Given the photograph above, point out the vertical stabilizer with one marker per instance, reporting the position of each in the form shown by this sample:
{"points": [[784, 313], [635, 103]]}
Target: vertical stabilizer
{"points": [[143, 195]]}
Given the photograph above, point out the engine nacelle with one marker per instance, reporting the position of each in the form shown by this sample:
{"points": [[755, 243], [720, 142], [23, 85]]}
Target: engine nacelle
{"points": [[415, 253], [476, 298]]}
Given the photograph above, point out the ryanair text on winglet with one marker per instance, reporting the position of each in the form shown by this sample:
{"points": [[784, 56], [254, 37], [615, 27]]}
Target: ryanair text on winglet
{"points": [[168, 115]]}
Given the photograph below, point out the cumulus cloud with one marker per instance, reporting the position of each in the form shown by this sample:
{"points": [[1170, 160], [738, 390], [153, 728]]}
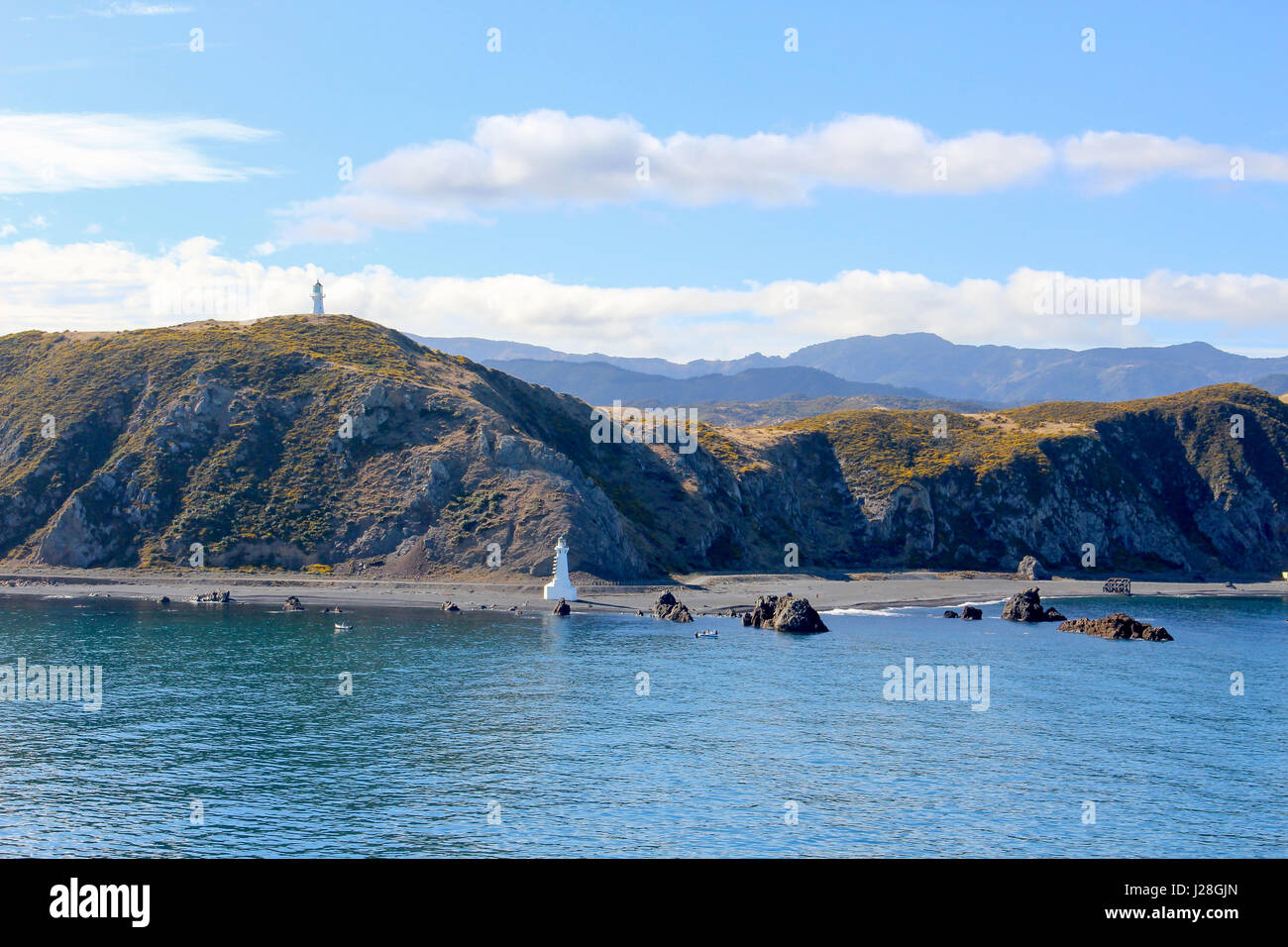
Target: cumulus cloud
{"points": [[50, 153], [108, 285], [1119, 159], [546, 158]]}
################
**Task to carry out**
Everything in the data except the pictures needs to be written out exactly.

**Solution**
Given the photograph above, point out the vertical stabilizer with one marker per instance, reporting the position of each in the form shown by this sample:
{"points": [[784, 313], [635, 103]]}
Target: vertical stabilizer
{"points": [[143, 195]]}
Given the photograph above, point out the engine nacelle with one marker per instance, reporting the position of each in the form shown by this sample:
{"points": [[755, 243], [720, 142], [23, 85]]}
Target: engine nacelle
{"points": [[415, 253], [476, 298]]}
Given the photograph above, point out the ryanair text on winglet with one marker per instance, reporting the position of each in the form shown by this sample:
{"points": [[784, 56], [254, 37], [615, 27]]}
Target: ryanair text on winglet
{"points": [[168, 115]]}
Given the photograph below, point out the cumulus cloud with one marker per instance, reporting the position of each in the form shown by this sample:
{"points": [[1170, 160], [738, 390], [153, 728]]}
Target: cumulus cloud
{"points": [[50, 153], [108, 285], [1119, 159], [546, 158]]}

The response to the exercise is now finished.